- **Exercise objective**: Only one stretch of the data below is needed. Output the lines from the one with "form: point(189, 100)." up to and including the one with "form: point(1032, 536).", exactly as they stand.

※

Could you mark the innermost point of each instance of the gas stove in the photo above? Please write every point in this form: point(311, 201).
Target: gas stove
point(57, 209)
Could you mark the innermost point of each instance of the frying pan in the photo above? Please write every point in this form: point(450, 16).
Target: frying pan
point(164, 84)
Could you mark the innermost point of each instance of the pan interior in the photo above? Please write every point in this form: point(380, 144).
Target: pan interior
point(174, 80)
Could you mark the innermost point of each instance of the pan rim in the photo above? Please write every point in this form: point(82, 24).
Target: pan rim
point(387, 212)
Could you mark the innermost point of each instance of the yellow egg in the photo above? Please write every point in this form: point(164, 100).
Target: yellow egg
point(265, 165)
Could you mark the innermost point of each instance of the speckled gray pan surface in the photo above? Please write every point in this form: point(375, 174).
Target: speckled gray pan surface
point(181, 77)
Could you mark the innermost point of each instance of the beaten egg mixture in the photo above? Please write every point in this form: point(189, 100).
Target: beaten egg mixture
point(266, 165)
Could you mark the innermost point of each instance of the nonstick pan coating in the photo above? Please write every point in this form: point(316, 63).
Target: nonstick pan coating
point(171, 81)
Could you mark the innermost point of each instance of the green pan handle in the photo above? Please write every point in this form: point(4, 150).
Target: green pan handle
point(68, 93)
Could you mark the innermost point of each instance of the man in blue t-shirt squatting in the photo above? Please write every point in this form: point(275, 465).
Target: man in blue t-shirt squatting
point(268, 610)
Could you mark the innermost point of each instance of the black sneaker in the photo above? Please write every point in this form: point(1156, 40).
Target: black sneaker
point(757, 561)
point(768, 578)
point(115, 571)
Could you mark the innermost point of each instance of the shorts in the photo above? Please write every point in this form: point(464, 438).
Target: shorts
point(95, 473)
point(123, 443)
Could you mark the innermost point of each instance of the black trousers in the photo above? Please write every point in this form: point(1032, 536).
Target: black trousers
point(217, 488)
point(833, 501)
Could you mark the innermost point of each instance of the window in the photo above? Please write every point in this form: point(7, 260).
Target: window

※

- **Answer to this task**:
Could you mark the innermost point of each instance of the beaten egg mixture in the photo above? Please write every point in this form: point(189, 100).
Target: beaten egg mixture
point(266, 165)
Could you mark the innermost point of each instance of the nonstick pan coating in the photo above? Please write every point in this form: point(316, 63).
Target: nonstick pan coating
point(171, 81)
Could you mark the innermost point of each instance of the green pan handle in the photo above? Please write every point in this form: point(4, 150).
Target: green pan handle
point(68, 93)
Could you mark the innermost point of each instance of the man in blue t-shirt squatting in the photo above? Please write every point in this form: point(275, 465).
Target: man in blue t-shirt squatting
point(268, 610)
Could you mark the innermost point of each instance of the black sneaker in the photo above? Please write every point in this form: point(1156, 40).
Target: black sneaker
point(757, 561)
point(768, 578)
point(115, 571)
Could you mark the innermost point of each instance of the shorts in the photo above? Please write every point in this form: point(464, 438).
Target: shorts
point(95, 473)
point(123, 443)
Could you mark the innermost point of each instance of the black trousers in the photo above? Please write every point in this form: point(1032, 536).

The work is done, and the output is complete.